_ОТРЫВОК ДОКУМЕНТА_
+ + + + + + +
К этому времени я уже была замужем за выпускником Высшего мореходного училища имени Макарова Натаном Гореликом, с которым мы прожила более сорока пяти лет. Наши отношения начались с его любезных приглашений на гастрольные спектакли Театра на Таганке, куда меня, студентку театрального института, пускали только по входным билетам, а Натану, моряку с острова Сахалин, находящемуся в полугодовом отпуске, продавали прекрасные места из специальной брони. Ежевечерне я находила в двери записки: «Сударыня! Не хотите ли вы составить мне компанию и посмотреть “Гамлета” с Высоцким… и “Деревянные кони”… и “Доброго человека из Сезуана”…» «Сударыня» хотела, и широкоплечий бородач в тёмно-синем костюме с золотистыми пуговицами, галантный и непохожий на остальных моих поклонников того времени, сидел со мной в партере и провожал меня домой. Дома в моей коммунальной квартире у меня было – шаром покати. Мы сидели на стульях друг против друга и ели прямо из ведра квашеную капусту, которую моя соседка по коммуналке Ксения Михайловна хранила на моём балконе. Достаточно быстро Натан (а по-домашнему, Толик) сделал мне предложение, на что я очень честно ответила, что не создана для семейной жизни, не хочу заниматься домашним хозяйством и не думаю, что когда-нибудь исправлюсь. На эти сентенции получила короткий ответ: «Ну, давай попробуем!» Вот мы и «пробуем» с того времени. Об этом отдельный рассказ. А пока я хочу вернуться к истокам моей жизни в Ленинграде, к непростому периоду привыкания к чужому для меня городу.
Питер 1971–1974
Начну с поступления в театральный институт.
Красивые здания на Моховой, красивые длинноногие абитуриентки, поступающие на актёрский факультет, важные и умные будущие театроведы, знающие всё о Станиславском, Мейерхольде и Таирове, – я была слегка напугана и растеряна. Особенно страшил коллоквиум, на котором, по свидетельствам бывалых людей, могли спросить даже имя коня Петра Первого.
+ + + + + + +
Сохранённые записи данных:
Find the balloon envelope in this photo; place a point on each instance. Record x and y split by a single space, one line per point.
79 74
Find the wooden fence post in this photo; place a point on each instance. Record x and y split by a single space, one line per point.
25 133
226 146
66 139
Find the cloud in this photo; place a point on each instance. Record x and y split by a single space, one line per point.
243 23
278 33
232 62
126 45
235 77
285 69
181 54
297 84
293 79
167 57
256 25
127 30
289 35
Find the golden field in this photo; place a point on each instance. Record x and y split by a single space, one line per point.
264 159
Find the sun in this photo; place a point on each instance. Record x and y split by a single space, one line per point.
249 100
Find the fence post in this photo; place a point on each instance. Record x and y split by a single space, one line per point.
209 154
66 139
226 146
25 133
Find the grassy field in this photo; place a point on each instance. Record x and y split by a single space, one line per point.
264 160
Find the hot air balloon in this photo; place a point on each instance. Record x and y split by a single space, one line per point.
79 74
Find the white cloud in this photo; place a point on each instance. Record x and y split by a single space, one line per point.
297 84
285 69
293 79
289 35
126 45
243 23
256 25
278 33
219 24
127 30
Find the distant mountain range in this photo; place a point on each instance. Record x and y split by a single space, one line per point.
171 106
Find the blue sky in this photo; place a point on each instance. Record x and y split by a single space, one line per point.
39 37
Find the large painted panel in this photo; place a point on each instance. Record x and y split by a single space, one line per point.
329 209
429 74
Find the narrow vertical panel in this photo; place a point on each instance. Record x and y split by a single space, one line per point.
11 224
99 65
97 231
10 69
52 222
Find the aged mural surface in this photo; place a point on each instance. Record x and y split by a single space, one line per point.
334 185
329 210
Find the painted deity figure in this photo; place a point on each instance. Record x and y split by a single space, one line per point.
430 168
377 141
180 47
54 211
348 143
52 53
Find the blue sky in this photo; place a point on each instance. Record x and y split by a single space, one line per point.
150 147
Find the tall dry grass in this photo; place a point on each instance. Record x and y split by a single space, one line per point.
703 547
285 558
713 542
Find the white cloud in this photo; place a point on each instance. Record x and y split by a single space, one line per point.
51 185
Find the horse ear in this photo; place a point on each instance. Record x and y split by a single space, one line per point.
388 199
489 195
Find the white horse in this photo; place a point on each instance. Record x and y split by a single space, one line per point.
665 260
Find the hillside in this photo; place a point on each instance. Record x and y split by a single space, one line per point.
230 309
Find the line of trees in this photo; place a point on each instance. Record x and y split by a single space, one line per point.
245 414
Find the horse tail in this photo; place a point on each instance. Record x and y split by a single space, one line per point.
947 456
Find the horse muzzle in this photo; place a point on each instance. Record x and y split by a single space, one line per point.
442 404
+ + + + + + +
_ЦЕЛЬ ЗАДАНИЯ_
Отредактируйте отрывок воспоминаний: перепишите его от «Красивые здания на» до «коня Петра Первого.», заменив «Моховой» на «Фонтанке».

_ОТВЕТ_
Красивые здания на Фонтанке, красивые длинноногие абитуриентки, поступающие на актёрский факультет, важные и умные будущие театроведы, знающие всё о Станиславском, Мейерхольде и Таирове, – я была слегка напугана и растеряна. Особенно страшил коллоквиум, на котором, по свидетельствам бывалых людей, могли спросить даже имя коня Петра Первого.